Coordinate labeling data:
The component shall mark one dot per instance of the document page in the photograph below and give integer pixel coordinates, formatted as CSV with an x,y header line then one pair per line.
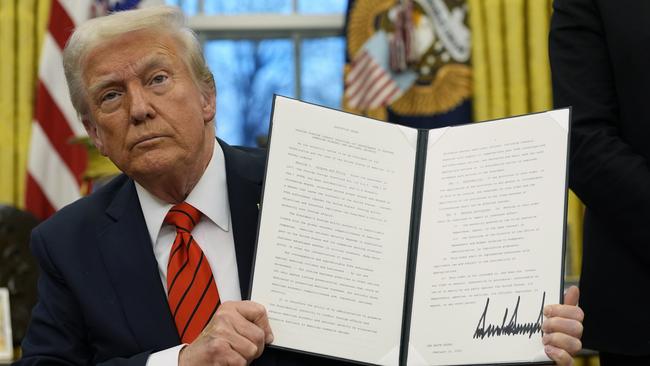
x,y
333,239
491,241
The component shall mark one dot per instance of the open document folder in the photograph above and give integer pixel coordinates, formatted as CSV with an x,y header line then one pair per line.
x,y
389,245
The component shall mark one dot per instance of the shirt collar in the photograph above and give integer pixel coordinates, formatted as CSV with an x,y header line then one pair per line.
x,y
210,196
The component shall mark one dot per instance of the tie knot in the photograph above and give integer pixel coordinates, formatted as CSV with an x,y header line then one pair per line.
x,y
184,216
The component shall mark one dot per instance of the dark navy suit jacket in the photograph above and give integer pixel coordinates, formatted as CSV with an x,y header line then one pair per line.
x,y
100,295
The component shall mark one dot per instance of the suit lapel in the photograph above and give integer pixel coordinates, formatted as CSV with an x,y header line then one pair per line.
x,y
244,171
128,256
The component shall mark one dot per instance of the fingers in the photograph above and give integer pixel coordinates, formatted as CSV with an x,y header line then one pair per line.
x,y
564,311
560,356
570,327
562,341
236,335
256,314
572,296
249,345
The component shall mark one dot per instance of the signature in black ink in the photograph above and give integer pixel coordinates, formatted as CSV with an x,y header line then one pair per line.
x,y
513,327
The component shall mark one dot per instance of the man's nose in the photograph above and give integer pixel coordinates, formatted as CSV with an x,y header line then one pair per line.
x,y
141,107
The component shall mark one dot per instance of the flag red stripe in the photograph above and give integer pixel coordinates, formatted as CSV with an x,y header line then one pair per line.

[STATED GOAL]:
Take the lines from the one containing "The component shall mark one dot per instance of the signature" to the last line of the material above and write them out exactly.

[REPLY TO THE EXERCISE]:
The component shall mark one dot per instance of the signature in black ink in the photograph above and give integer pixel coordinates, formatted as CSV with an x,y header line then one pair per line.
x,y
513,327
The component shall mark one dot per instance of the man's nose in the photograph above and give integer pixel coordinates, formatted as CSV with an x,y header line then one pair per line.
x,y
141,107
The component shall mark one dot per instance of the flag red stripe in the photograph above and give integer pixel coordinates, formatted as CSV with an x,y header line then one pair per line.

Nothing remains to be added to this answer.